Passage provided:
+ + + +
After 50 years working to build a hospital and nursery for a rural village in DR Congo, Maud Kells has said goodbye to Mulita for the last time.
But the brave pensioner, who was shot and almost died in the country just two years ago, didn’t leave empty handed.
For Maud, who has dedicated decades of her life to providing maternity care to Congolese women, was awarded a Medaille Du Merite Civique by the governor in Kunda before leaving for Cookstown for the last time.
“The president of the country had been to our province when I was at home, and presented a number of medals to various people and left one for me because I wasn’t there,” she explained. “Because I wasn’t there to be presented with this medal, called Medaille du Merit, I had to go to Kindu the capital of our province. Only the governor could give it to me.
“I had quite a job to arrange to get down there as it’s about 200 miles away. They only way you can get there without too much discomfort is to try and charter a plane.”
But as well as flying out to take receipt of the medal, she said they also ran into some trouble when cows had decided to graze on the plane’s runway.
“It was quite an eventful day,” she said.
Asked if it was emotional saying goodbye after all these years, she said: “I had to preach in the church the Sunday before, and just at the end of that, I brought it to a quick close because I could feel myself welling up.
“That was the most emotional part, after that I was just so busy I never really had time to think a lot about - this is actually leaving... I’ll not see these people again.”
But her last trip was not without incident, for the plucky pensioner escaped serious injury when a ‘jerry can’ that had held aviation fuel ‘exploded into flames’ in her hand, causing burns which have only just healed.
Aside from that, she said handing over the pharmacy, maternity unit and nursery as well as celebrating her work there “was really quite a joyful occasion”.
“During the week various church leaders had come to say goodbye, and then the night before the medical staff had put on a party for me,” she said.
“Rather than it being a sad and mournful experience, it was really a happy experience.
“That was what I wanted. I didn’t want a morbid, sad time.
“I just thank the Lord that that went so well. They truly all expressed their appreciation of course hoping that I will come back again.
“But I did distribute out my stuff.”
“I left the house I lived in to the church and they said they would probably use it as a guest house hoping I would come back.”
Thanking all those who have helped her through donations and support over the years, Maud also praised the Lord, without whom she said she couldn’t have done it.
+ + + +
(Image point grounding rows)
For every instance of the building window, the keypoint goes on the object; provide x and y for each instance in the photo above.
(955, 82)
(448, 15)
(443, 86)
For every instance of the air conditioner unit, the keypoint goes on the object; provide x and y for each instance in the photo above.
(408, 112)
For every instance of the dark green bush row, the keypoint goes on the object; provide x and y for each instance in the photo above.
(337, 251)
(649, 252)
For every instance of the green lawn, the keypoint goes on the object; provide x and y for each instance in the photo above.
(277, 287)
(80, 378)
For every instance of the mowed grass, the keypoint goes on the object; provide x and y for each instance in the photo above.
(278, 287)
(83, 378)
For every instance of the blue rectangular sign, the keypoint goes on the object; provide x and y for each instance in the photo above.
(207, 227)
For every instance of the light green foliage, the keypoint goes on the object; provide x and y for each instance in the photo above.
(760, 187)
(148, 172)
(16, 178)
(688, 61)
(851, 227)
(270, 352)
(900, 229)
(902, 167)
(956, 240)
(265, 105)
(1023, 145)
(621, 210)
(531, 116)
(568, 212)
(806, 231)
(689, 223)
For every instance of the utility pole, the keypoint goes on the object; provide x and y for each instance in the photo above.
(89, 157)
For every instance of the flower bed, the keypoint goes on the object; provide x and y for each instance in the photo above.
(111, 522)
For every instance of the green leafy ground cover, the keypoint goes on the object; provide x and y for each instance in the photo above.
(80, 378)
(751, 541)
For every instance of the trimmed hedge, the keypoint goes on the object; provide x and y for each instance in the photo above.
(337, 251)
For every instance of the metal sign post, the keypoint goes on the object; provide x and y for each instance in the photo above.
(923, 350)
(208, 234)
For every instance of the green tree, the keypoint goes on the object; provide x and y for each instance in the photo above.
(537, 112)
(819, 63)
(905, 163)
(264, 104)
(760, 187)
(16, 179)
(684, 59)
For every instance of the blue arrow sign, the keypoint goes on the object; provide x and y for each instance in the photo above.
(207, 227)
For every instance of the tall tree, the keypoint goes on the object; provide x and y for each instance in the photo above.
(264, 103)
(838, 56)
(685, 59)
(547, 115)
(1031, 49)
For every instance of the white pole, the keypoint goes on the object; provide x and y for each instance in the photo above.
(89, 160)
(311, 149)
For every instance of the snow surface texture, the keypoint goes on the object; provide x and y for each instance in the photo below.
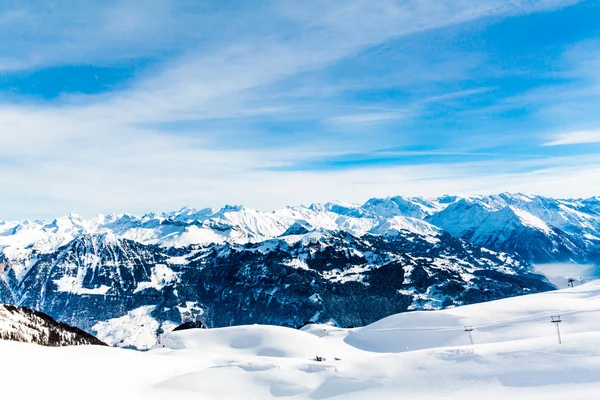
(417, 355)
(334, 261)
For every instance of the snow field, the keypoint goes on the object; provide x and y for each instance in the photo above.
(417, 355)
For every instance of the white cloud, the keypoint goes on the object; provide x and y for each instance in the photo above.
(578, 137)
(89, 154)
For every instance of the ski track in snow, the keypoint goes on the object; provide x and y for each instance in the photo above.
(417, 355)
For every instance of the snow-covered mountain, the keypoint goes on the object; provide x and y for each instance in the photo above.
(341, 262)
(25, 325)
(419, 355)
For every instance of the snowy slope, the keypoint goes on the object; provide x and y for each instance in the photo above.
(420, 355)
(573, 224)
(24, 325)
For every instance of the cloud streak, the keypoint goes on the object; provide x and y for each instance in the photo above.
(254, 90)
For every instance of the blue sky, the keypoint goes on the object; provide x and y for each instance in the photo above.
(123, 106)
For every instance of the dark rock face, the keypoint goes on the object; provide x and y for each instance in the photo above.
(190, 325)
(24, 325)
(332, 277)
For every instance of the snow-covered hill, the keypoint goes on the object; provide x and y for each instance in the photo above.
(417, 355)
(25, 325)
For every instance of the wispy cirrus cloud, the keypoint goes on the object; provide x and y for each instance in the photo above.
(577, 137)
(257, 87)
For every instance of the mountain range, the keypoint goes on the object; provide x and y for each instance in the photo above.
(127, 278)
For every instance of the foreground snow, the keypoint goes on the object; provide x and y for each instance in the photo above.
(420, 355)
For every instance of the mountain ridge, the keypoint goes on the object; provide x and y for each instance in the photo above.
(334, 262)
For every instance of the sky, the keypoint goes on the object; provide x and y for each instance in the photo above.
(138, 106)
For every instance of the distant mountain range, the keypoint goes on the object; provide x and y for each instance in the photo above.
(127, 278)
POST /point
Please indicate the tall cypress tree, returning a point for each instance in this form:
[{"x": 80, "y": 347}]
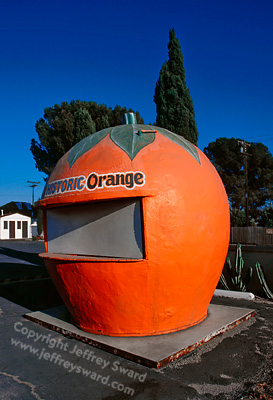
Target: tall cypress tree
[{"x": 174, "y": 106}]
+ + + +
Your instructions: Rewrite the article about Maud Kells leaving Mulita, beginning at "But her last" and stopping after "morbid, sad time.", with "party" replaced by "celebration".

Your response:
But her last trip was not without incident, for the plucky pensioner escaped serious injury when a ‘jerry can’ that had held aviation fuel ‘exploded into flames’ in her hand, causing burns which have only just healed.
Aside from that, she said handing over the pharmacy, maternity unit and nursery as well as celebrating her work there “was really quite a joyful occasion”.
“During the week various church leaders had come to say goodbye, and then the night before the medical staff had put on a celebration for me,” she said.
“Rather than it being a sad and mournful experience, it was really a happy experience.
“That was what I wanted. I didn’t want a morbid, sad time.